— Start Dataset excerpts —
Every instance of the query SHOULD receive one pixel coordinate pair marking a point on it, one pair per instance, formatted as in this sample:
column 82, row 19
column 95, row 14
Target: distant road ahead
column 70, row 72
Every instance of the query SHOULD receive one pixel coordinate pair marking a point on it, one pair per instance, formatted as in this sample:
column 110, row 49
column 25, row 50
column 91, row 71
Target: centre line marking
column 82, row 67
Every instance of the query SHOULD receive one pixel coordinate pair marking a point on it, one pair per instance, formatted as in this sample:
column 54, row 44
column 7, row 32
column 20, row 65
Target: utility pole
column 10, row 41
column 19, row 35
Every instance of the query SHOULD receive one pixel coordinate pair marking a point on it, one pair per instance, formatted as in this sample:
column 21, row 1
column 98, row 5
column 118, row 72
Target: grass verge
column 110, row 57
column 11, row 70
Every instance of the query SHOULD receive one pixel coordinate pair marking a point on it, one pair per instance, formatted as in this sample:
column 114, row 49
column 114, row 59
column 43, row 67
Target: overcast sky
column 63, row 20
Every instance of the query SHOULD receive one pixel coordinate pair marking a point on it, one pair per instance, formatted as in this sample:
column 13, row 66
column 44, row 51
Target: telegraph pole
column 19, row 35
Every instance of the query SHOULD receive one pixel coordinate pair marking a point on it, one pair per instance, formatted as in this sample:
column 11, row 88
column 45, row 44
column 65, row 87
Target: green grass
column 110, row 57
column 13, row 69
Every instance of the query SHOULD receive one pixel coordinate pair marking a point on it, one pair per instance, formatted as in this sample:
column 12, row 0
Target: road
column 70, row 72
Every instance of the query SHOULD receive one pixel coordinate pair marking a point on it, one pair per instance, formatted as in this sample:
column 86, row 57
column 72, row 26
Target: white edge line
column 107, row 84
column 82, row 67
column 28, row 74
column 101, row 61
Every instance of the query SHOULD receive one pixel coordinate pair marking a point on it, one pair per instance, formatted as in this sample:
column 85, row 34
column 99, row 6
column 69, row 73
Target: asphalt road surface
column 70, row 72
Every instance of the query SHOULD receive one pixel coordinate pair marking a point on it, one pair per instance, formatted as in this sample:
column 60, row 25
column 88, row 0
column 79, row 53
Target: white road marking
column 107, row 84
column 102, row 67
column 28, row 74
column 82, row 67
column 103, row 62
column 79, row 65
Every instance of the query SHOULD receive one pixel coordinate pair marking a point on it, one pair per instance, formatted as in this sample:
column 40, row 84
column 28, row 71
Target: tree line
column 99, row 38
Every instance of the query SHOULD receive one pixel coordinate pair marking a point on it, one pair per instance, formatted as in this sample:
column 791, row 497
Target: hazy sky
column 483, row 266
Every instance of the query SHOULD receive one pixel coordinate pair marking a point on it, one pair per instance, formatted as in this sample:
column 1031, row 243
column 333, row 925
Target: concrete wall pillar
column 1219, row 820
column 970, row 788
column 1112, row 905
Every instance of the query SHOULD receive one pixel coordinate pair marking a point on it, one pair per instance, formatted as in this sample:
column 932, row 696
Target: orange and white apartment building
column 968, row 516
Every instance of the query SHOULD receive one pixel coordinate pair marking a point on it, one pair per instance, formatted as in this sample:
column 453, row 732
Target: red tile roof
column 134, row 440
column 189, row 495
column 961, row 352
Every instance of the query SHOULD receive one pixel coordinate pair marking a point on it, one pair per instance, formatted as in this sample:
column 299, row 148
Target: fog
— End Dataset excerpts —
**Exercise:**
Print the records above in full, exactly.

**Solution to this task:**
Every instance of the query SHOULD receive one pixel coordinate pair marking a point on it, one pair per instance, formatted as in this sample:
column 82, row 19
column 95, row 14
Target: distant road ahead
column 70, row 72
Every instance of the query SHOULD receive one pixel coordinate pair marking a point on it, one pair per instance, formatted as in this sample:
column 110, row 49
column 25, row 50
column 91, row 71
Target: centre line marking
column 82, row 67
Every instance of the query SHOULD receive one pixel coordinate pair marking a point on it, one pair per instance, formatted as in this sample:
column 54, row 44
column 7, row 32
column 20, row 65
Target: utility pole
column 10, row 41
column 19, row 35
Every instance of the query SHOULD receive one pixel coordinate pair marking a point on it, one pair per instance, formatted as in this sample:
column 21, row 1
column 98, row 5
column 118, row 72
Target: grass verge
column 110, row 57
column 11, row 70
Every instance of the query SHOULD receive one pixel coordinate pair marking a point on it, one pair per instance, formatted as in this sample:
column 114, row 49
column 114, row 59
column 43, row 67
Target: overcast sky
column 63, row 20
Every instance of the query SHOULD receive one pixel coordinate pair marking a point on it, one pair per instance, formatted as in this sample:
column 13, row 66
column 44, row 51
Target: telegraph pole
column 19, row 35
Every instance of the query SHOULD receive one pixel coordinate pair marking a point on it, one pair per instance, formatted as in this sample:
column 11, row 88
column 45, row 44
column 65, row 87
Target: green grass
column 110, row 57
column 13, row 69
Every instance of the query SHOULD receive one pixel coordinate pair marking a point on it, one pair per instance, formatted as in this sample:
column 12, row 0
Target: road
column 70, row 72
Every instance of the query SHOULD receive one pixel coordinate pair marking a point on it, one pair per instance, formatted as in this sample:
column 86, row 57
column 72, row 26
Target: white edge line
column 107, row 84
column 82, row 67
column 28, row 74
column 101, row 61
Every instance of the query SHOULD receive one pixel coordinate pair marking a point on it, one pair per instance, formatted as in this sample:
column 85, row 34
column 99, row 6
column 69, row 73
Target: asphalt road surface
column 70, row 72
Every instance of the query SHOULD receive one pixel coordinate pair marking a point on it, one pair per instance, formatted as in this sample:
column 60, row 25
column 88, row 0
column 79, row 53
Target: white road marking
column 107, row 84
column 102, row 67
column 28, row 74
column 82, row 67
column 103, row 62
column 79, row 65
Every instance of the query SHOULD receive one pixel coordinate pair marking a point on it, one pair per instance, formatted as in this sample:
column 40, row 84
column 28, row 71
Target: tree line
column 99, row 38
Every instance of the query SHOULD receive one pixel coordinate pair marking a point on it, one pair per instance, formatted as in this sample:
column 791, row 497
Target: hazy sky
column 483, row 266
Every instance of the query SHOULD receive one pixel coordinate pair marking a point on it, one pair per instance, formatted as in this sample:
column 1031, row 243
column 333, row 925
Target: concrete wall pillar
column 1219, row 820
column 970, row 788
column 1112, row 905
Every instance of the query SHOULD receive one pixel coordinate pair marking a point on it, one pair per instance, formatted as in this sample:
column 932, row 696
Target: orange and white apartment building
column 968, row 516
Every instance of the query SHOULD receive one pixel coordinate pair marking a point on it, one pair per instance, formatted as in this sample:
column 453, row 732
Target: red tile roof
column 134, row 440
column 189, row 495
column 961, row 352
Every instance of the query SHOULD receive one pixel coordinate pair marking a point on it, one pair per instance, formatted as in this sample:
column 299, row 148
Target: fog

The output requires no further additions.